= EXERCISE DESCRIPTION =
Rewrite the passage on Rachmaninoff's choral work starting with "In our performances" and going on through "male vocal range.", replacing each "humming" with "wordless singing".

= READING TEXT =
The opening movement serves as a joyful call to worship. Its theme, one of Rachmaninoff’s ‘conscious counterfeits,’ is repeated four times. Its quiet conclusion is somewhat surprising but establishes a regular pattern throughout the work of tranquil endings regardless of how loud the earlier portions of the movement may have been.
In our performances the alto solo in the second movement is performed by a small group of women rather than a single voice. The chant itself is unremarkable but the accompaniment provided for it introduces Rachmaninoff’s frequent use of humming by the chorus, creating a quasi-instrumental effect. Another choral accompaniment technique heard here and continued throughout the work is an alternative to humming in which the final vowel of a word is continued for many measures. These “vowel extensions” are used even more frequently than humming and permit a louder background when needed. The descending scale for the basses at the end of the movement reaches a low C, only the first of several passages to descend to the bottom of the male vocal range.

= DATASET ENTRIES =
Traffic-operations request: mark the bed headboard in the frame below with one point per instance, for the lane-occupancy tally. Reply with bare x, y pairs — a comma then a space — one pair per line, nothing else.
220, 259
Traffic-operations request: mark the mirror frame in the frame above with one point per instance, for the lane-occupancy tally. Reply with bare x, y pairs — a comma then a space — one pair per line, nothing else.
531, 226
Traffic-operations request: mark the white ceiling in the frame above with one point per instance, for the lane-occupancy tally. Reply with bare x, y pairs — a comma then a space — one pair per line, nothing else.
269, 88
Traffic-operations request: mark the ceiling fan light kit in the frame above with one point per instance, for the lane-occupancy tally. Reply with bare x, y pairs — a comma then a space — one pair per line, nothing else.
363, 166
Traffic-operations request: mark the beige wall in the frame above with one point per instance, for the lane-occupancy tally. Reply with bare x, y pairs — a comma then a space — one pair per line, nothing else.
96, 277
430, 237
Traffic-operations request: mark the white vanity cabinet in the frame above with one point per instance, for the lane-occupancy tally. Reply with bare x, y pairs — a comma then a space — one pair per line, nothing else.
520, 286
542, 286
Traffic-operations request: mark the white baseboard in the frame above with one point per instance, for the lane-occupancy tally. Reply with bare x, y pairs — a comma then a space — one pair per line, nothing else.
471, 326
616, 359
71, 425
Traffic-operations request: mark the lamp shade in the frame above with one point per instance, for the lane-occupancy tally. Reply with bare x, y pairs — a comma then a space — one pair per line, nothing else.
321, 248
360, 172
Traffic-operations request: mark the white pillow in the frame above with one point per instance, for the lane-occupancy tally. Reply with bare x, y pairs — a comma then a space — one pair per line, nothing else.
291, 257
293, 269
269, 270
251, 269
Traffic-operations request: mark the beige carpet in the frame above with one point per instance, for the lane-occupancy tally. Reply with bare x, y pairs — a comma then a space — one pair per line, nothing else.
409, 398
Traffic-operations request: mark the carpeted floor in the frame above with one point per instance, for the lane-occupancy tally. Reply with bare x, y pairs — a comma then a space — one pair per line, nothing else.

= COMPLETED EXERCISE =
In our performances the alto solo in the second movement is performed by a small group of women rather than a single voice. The chant itself is unremarkable but the accompaniment provided for it introduces Rachmaninoff’s frequent use of wordless singing by the chorus, creating a quasi-instrumental effect. Another choral accompaniment technique heard here and continued throughout the work is an alternative to wordless singing in which the final vowel of a word is continued for many measures. These “vowel extensions” are used even more frequently than wordless singing and permit a louder background when needed. The descending scale for the basses at the end of the movement reaches a low C, only the first of several passages to descend to the bottom of the male vocal range.